(EXCERPTED DATA begins)

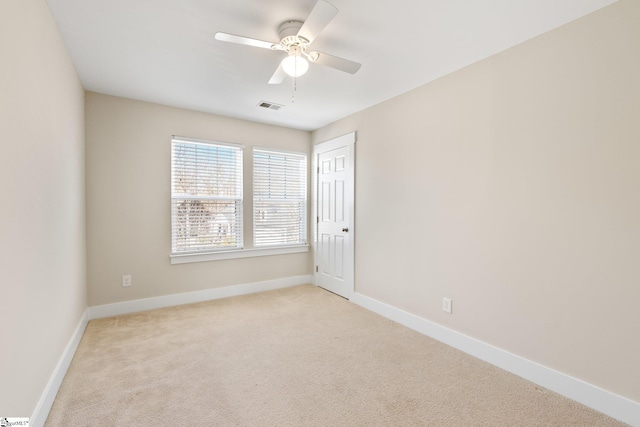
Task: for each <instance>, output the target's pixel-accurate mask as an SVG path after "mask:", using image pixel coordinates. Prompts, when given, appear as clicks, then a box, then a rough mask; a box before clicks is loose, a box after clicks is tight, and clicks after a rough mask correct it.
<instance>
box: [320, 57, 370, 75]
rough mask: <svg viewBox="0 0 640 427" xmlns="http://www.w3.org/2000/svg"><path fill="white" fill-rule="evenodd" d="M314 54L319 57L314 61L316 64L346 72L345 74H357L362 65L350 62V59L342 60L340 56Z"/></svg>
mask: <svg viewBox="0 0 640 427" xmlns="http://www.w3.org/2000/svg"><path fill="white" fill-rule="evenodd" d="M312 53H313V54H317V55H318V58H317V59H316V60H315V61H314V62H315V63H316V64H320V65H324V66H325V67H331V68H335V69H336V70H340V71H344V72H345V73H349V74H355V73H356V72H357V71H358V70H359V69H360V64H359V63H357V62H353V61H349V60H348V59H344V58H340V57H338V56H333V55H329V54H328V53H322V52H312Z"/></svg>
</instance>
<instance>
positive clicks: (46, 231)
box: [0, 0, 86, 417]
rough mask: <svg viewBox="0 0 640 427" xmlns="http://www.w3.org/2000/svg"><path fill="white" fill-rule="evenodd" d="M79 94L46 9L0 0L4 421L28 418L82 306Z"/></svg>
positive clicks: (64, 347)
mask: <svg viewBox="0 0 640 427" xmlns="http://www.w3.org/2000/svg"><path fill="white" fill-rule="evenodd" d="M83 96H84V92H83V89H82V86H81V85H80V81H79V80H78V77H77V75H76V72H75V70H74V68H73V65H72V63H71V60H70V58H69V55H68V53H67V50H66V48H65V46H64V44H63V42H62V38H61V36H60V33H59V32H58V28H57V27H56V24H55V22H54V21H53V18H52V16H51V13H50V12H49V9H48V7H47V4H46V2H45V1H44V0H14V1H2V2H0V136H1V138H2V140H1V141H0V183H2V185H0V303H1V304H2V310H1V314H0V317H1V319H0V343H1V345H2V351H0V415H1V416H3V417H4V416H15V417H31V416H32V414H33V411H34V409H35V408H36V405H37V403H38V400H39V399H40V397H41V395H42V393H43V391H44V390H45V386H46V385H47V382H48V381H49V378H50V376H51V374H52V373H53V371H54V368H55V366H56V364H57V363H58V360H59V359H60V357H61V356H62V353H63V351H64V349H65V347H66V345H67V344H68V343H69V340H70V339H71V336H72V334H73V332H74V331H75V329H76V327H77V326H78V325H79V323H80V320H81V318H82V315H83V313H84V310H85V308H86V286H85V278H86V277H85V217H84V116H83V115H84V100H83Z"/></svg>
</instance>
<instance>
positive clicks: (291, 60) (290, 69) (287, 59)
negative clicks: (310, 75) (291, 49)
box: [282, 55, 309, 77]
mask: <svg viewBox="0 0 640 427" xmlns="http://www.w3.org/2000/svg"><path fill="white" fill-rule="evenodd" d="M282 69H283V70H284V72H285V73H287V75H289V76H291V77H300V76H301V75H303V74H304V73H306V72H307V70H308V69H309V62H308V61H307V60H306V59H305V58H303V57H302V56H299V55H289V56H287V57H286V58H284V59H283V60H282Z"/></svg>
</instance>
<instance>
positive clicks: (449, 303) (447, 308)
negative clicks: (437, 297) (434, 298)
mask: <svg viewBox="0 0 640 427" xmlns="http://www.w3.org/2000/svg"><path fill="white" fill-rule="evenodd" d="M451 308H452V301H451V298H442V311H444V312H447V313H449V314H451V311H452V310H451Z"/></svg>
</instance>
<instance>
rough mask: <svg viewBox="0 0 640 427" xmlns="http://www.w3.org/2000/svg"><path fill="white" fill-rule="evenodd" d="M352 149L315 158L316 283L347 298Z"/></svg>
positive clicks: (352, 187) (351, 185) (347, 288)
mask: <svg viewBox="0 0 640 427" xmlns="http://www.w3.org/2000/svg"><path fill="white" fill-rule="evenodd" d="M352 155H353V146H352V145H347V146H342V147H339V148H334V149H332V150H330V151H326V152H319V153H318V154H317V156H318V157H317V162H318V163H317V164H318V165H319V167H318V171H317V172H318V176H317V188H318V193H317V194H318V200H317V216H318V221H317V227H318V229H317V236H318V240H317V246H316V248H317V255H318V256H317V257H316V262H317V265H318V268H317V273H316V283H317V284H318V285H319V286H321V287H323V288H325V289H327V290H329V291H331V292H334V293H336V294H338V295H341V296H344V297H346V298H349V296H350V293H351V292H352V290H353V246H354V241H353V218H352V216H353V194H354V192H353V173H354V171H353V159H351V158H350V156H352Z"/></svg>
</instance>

(EXCERPTED DATA ends)

Exactly as written, give the entries above again, with no images.

Task: for each <instance>, output the target's pixel-accurate mask as an SVG path after "mask:", using image pixel coordinates. Prompts, when given, appear as clicks, then a box, then a rough mask; a box before clicks is loose, a box after clicks is tight, and clicks after a rough mask correct it.
<instance>
box: [320, 57, 370, 75]
rough mask: <svg viewBox="0 0 640 427" xmlns="http://www.w3.org/2000/svg"><path fill="white" fill-rule="evenodd" d="M314 54L319 57L314 61L316 64L346 72L345 74H357L362 65L350 62V59L342 60L340 56Z"/></svg>
mask: <svg viewBox="0 0 640 427" xmlns="http://www.w3.org/2000/svg"><path fill="white" fill-rule="evenodd" d="M312 53H313V54H317V55H318V58H317V59H316V60H315V61H314V62H315V63H316V64H320V65H324V66H325V67H331V68H335V69H336V70H340V71H344V72H345V73H349V74H355V73H356V72H357V71H358V70H359V69H360V64H359V63H357V62H353V61H349V60H348V59H344V58H340V57H338V56H333V55H329V54H328V53H322V52H312Z"/></svg>
</instance>
<instance>
positive clicks: (46, 231)
box: [0, 0, 86, 417]
rough mask: <svg viewBox="0 0 640 427" xmlns="http://www.w3.org/2000/svg"><path fill="white" fill-rule="evenodd" d="M79 94L46 9L0 0L4 421L28 418L82 306Z"/></svg>
positive clicks: (64, 347)
mask: <svg viewBox="0 0 640 427" xmlns="http://www.w3.org/2000/svg"><path fill="white" fill-rule="evenodd" d="M83 96H84V92H83V89H82V86H81V85H80V81H79V80H78V77H77V75H76V72H75V70H74V68H73V65H72V63H71V60H70V58H69V55H68V53H67V50H66V48H65V46H64V44H63V42H62V38H61V36H60V33H59V32H58V28H57V27H56V24H55V22H54V21H53V18H52V16H51V13H50V12H49V9H48V7H47V4H46V2H45V1H44V0H14V1H2V2H0V136H1V138H2V140H1V141H0V183H2V185H0V303H1V304H2V310H1V314H0V317H1V319H0V343H1V345H2V351H0V415H1V416H3V417H4V416H15V417H31V416H32V414H33V411H34V409H35V408H36V405H37V403H38V400H39V399H40V397H41V395H42V393H43V391H44V390H45V386H46V385H47V382H48V381H49V378H50V376H51V374H52V373H53V371H54V368H55V366H56V364H57V363H58V360H59V359H60V357H61V356H62V353H63V351H64V349H65V347H66V345H67V344H68V343H69V340H70V339H71V336H72V334H73V332H74V331H75V329H76V327H77V326H78V325H79V323H80V320H81V318H82V315H83V313H84V310H85V308H86V286H85V278H86V277H85V217H84V116H83V115H84V100H83Z"/></svg>
</instance>
<instance>
positive clicks: (291, 60) (290, 69) (287, 59)
negative clicks: (310, 75) (291, 49)
box: [282, 55, 309, 77]
mask: <svg viewBox="0 0 640 427" xmlns="http://www.w3.org/2000/svg"><path fill="white" fill-rule="evenodd" d="M282 69H283V70H284V72H285V73H287V75H289V76H291V77H300V76H301V75H303V74H304V73H306V72H307V70H308V69H309V62H308V61H307V60H306V59H305V58H303V57H302V56H299V55H289V56H287V57H286V58H284V59H283V60H282Z"/></svg>
</instance>
<instance>
positive clicks: (449, 303) (447, 308)
negative clicks: (437, 297) (434, 298)
mask: <svg viewBox="0 0 640 427" xmlns="http://www.w3.org/2000/svg"><path fill="white" fill-rule="evenodd" d="M451 308H452V301H451V298H442V311H444V312H447V313H449V314H451V311H452V310H451Z"/></svg>
</instance>
<instance>
rough mask: <svg viewBox="0 0 640 427" xmlns="http://www.w3.org/2000/svg"><path fill="white" fill-rule="evenodd" d="M352 149L315 158L316 283L347 298Z"/></svg>
positive clicks: (352, 187) (351, 185) (347, 288)
mask: <svg viewBox="0 0 640 427" xmlns="http://www.w3.org/2000/svg"><path fill="white" fill-rule="evenodd" d="M352 155H353V146H352V145H347V146H342V147H339V148H334V149H332V150H330V151H326V152H319V153H318V154H317V156H318V157H317V162H318V163H317V164H318V165H319V167H318V171H317V172H318V176H317V188H318V193H317V194H318V200H317V216H318V221H317V227H318V229H317V236H318V240H317V246H316V248H317V255H318V256H317V257H316V262H317V265H318V268H317V273H316V283H317V284H318V285H319V286H321V287H323V288H325V289H327V290H329V291H331V292H334V293H336V294H338V295H341V296H344V297H346V298H349V296H350V293H351V292H352V290H353V246H354V241H353V218H352V216H353V194H354V192H353V173H354V171H353V159H351V158H350V156H352Z"/></svg>
</instance>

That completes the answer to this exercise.